### [TASK DETAILS]
In the article on Microsoft's Azure customer counts, how many Windows Azure customers did Microsoft report in 2011?

### [TEXT SEGMENT]
● ● ●

Microsoft: We have 'high tens of thousands' of Azure customers

Microsoft: We have 'high tens of thousands' of Azure customers

Summary: Microsoft is planning to host Dynamics CRM on Azure, according to a Microsoft Azure VP. And the expected Linux on Azure capability sounds like it is still on the roadmap, too.


Microsoft has been careful when sharing information about its Windows Azure customer counts. In 2010, the Redmondians said they had 10,000 Azure customers. In 2011, it was 31,000. (Microsoft officials declined to say if any of these were Microsoft users and how many were paying customers.)

On May 8, Microsoft Corporate Vice President of Azure Marketing Bob Kelly provided Merrill Lynch Technology Conference attendees with another tally tidbit. Kelly said Microsoft now has "high tens of thousands of customers" for Windows Azure, with "hundreds" of new customers being added daily. Again, Microsoft didn't (and won't) say whether this total includes any Microsoft customers and/or whether all of these customers are paying users.

● ● ●

### [DATASET SECTION]

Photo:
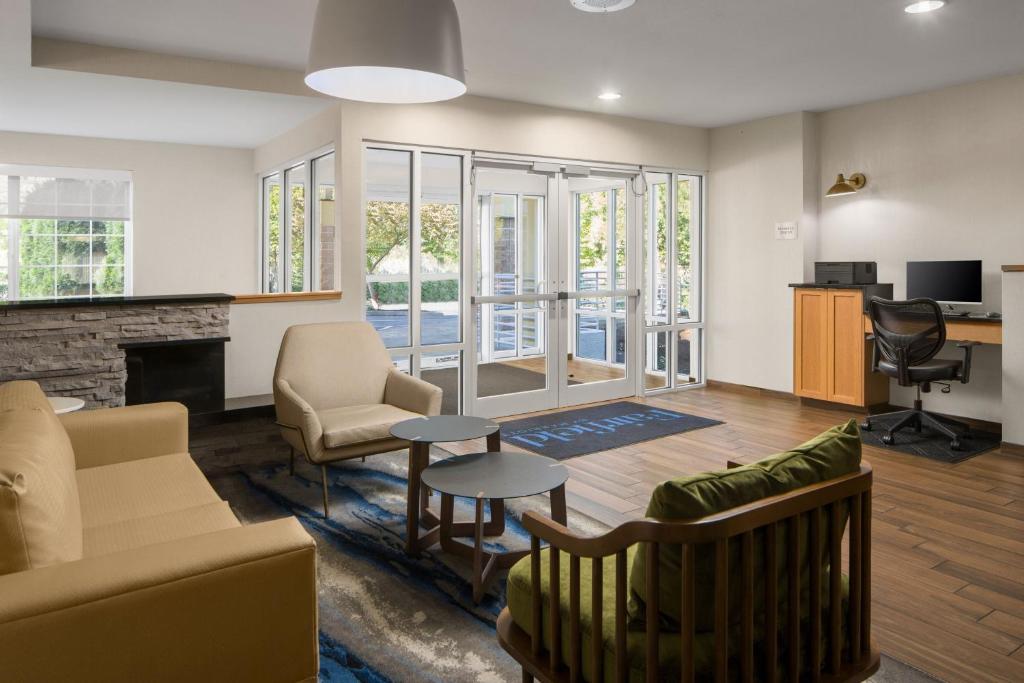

● ● ●

### [RESULT]
31,000